**Assignment:**
Among the lines below, tally those holding the string "wing" and give the total only.

···

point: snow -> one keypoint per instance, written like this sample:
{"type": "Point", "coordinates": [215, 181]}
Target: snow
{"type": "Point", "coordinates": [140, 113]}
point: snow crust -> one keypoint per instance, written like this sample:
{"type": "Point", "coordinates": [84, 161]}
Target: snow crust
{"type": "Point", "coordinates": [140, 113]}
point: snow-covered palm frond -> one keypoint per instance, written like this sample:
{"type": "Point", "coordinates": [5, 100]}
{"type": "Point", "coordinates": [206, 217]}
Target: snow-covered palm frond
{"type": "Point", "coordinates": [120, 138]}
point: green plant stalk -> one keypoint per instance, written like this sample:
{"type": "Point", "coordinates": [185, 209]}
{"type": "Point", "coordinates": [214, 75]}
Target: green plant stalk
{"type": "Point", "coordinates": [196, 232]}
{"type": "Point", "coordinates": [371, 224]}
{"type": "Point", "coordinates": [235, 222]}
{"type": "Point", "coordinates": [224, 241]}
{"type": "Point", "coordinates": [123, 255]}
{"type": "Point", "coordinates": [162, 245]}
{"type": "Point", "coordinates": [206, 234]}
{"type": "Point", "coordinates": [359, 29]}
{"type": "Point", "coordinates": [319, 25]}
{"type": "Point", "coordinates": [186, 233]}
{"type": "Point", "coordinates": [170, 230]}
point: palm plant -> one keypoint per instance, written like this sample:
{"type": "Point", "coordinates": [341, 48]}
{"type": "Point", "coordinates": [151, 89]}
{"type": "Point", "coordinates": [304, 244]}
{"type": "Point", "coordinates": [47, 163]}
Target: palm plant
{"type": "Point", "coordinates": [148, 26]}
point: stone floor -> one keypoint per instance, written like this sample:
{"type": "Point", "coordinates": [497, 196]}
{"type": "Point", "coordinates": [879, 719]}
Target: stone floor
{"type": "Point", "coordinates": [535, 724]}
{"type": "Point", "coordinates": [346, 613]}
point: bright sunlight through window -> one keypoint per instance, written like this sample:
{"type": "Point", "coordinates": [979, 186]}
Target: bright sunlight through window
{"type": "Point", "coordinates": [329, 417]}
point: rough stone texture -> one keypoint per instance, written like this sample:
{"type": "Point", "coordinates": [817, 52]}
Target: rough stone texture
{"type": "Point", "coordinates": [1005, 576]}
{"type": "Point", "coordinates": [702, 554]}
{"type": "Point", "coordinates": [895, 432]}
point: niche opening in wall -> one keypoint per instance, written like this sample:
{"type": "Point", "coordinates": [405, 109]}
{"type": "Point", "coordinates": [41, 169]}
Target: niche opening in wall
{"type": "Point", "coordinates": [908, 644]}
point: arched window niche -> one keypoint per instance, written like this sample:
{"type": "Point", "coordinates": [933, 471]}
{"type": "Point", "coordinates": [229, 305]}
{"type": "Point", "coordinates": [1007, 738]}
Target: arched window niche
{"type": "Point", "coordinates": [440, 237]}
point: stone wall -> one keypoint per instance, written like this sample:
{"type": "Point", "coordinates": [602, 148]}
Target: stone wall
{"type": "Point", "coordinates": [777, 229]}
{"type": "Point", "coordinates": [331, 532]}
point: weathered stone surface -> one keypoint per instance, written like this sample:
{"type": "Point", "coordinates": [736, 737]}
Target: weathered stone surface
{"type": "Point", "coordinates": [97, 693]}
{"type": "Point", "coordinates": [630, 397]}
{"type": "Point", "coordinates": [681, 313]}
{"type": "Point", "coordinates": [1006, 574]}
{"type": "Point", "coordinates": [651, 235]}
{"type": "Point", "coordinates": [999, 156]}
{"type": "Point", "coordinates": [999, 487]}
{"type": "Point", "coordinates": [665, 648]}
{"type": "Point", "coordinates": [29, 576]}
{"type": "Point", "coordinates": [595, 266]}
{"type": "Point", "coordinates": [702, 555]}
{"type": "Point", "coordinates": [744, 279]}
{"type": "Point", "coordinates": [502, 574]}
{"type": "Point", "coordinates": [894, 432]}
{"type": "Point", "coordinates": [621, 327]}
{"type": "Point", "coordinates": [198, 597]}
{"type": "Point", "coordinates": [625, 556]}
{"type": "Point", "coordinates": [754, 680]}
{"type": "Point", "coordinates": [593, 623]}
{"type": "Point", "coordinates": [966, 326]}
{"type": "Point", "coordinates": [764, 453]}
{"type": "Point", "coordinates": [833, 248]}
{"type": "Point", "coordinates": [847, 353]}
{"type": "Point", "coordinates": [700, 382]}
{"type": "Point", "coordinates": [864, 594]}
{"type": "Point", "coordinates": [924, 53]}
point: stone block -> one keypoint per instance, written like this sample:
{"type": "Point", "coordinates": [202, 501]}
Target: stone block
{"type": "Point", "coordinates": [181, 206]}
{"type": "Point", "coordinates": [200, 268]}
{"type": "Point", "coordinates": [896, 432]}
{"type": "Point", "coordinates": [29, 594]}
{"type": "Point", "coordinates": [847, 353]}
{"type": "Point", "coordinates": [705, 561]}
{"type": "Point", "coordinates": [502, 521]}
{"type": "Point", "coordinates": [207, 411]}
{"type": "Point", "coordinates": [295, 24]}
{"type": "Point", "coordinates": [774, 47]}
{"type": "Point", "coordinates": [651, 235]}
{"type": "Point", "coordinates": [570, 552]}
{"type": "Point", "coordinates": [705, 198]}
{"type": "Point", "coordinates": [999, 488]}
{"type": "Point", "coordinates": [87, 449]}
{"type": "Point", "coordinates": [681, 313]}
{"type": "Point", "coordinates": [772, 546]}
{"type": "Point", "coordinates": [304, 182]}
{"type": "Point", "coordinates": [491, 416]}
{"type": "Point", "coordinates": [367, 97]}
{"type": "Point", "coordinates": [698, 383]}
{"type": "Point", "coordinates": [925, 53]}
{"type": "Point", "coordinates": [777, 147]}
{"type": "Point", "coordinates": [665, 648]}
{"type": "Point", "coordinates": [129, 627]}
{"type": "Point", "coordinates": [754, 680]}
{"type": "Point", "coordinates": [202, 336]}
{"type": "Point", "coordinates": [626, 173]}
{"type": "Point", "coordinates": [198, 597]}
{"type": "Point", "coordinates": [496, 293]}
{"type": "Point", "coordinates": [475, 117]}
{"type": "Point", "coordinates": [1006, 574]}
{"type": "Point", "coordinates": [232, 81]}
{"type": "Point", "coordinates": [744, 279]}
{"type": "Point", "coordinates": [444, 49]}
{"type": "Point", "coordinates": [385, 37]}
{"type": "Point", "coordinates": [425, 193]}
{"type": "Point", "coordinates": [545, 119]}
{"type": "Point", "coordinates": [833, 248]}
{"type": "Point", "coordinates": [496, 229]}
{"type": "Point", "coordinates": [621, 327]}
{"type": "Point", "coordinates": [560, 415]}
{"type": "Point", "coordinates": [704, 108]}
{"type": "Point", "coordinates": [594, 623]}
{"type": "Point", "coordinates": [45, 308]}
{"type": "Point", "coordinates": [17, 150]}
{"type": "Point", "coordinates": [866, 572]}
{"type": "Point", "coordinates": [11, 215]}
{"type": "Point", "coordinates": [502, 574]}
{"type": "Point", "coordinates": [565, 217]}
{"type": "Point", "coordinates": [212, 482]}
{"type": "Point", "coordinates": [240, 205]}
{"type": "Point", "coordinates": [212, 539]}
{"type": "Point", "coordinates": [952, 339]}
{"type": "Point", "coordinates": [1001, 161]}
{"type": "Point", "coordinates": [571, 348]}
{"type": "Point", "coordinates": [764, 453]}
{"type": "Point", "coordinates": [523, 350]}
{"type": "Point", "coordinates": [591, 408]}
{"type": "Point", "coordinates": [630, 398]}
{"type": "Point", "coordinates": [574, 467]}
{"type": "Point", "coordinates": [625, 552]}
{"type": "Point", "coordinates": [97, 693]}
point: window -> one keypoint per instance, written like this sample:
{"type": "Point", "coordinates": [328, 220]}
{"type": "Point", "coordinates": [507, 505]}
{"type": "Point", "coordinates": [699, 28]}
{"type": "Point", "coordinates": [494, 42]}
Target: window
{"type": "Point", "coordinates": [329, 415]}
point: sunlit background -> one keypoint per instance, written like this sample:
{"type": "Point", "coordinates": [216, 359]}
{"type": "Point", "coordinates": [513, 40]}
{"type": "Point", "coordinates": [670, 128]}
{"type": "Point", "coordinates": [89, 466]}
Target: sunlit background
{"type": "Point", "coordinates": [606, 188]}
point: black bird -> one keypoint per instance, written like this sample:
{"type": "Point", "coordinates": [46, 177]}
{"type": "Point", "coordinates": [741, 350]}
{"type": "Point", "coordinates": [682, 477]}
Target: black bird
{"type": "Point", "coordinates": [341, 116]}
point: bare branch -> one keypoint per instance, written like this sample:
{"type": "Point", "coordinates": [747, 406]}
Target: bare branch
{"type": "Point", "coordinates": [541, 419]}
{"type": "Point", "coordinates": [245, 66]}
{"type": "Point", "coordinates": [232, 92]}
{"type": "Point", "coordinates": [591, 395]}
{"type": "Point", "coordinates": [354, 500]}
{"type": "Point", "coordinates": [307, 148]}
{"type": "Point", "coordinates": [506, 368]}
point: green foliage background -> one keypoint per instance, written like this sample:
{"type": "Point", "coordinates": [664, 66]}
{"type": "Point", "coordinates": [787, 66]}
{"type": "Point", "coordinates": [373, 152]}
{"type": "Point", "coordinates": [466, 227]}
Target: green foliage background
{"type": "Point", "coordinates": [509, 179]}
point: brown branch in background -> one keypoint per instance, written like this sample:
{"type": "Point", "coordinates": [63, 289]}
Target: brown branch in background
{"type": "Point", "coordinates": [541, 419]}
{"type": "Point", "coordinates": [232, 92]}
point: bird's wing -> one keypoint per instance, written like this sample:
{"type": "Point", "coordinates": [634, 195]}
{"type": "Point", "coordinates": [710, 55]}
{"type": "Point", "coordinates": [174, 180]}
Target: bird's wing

···

**Response for this exercise:**
2